* **MATERIAL SHOWN**
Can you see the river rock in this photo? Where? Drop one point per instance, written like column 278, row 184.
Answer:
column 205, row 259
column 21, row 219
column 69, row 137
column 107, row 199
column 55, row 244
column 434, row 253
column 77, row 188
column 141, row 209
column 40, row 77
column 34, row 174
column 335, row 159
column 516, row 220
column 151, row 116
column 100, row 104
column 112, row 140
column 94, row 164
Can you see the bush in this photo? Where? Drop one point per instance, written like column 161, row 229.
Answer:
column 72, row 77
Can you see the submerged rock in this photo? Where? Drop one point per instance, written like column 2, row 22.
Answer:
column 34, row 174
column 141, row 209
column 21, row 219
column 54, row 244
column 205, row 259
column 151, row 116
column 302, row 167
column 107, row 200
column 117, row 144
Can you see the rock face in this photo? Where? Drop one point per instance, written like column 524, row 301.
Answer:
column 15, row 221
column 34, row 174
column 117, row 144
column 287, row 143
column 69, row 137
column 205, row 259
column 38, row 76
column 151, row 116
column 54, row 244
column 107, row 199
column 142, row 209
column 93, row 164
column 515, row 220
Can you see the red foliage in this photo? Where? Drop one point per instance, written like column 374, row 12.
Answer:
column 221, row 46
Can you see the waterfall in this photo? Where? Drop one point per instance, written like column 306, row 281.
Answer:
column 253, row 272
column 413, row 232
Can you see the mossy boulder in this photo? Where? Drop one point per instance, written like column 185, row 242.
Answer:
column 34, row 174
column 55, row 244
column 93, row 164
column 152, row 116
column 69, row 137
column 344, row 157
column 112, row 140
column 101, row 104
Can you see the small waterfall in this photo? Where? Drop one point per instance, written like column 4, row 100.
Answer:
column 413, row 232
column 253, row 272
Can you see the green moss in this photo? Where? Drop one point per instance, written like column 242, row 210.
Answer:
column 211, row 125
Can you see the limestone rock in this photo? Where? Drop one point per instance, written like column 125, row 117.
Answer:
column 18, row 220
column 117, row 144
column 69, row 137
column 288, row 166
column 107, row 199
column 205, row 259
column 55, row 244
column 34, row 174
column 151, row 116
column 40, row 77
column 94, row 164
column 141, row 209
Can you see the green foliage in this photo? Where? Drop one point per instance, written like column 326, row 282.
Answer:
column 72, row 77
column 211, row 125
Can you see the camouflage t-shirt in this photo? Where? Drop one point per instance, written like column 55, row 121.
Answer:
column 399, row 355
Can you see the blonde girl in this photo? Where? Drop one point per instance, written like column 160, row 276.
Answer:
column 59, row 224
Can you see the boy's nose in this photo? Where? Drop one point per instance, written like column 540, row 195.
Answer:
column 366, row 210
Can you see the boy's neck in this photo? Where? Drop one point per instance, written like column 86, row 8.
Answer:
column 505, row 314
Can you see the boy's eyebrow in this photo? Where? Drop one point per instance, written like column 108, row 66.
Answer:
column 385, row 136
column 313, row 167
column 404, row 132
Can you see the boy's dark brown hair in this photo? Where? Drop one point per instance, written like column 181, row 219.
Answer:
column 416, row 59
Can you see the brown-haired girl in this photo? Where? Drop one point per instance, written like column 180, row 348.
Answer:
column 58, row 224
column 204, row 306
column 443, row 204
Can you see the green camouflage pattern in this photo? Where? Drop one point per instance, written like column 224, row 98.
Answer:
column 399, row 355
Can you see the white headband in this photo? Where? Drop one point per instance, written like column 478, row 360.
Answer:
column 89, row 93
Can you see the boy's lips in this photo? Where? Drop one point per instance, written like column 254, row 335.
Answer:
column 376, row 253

* **WHAT NEEDS TO BE DONE**
A count is needed of the lines above that hold the word "foliage"; give that count and no other text.

* **PROBLEM SOLUTION**
2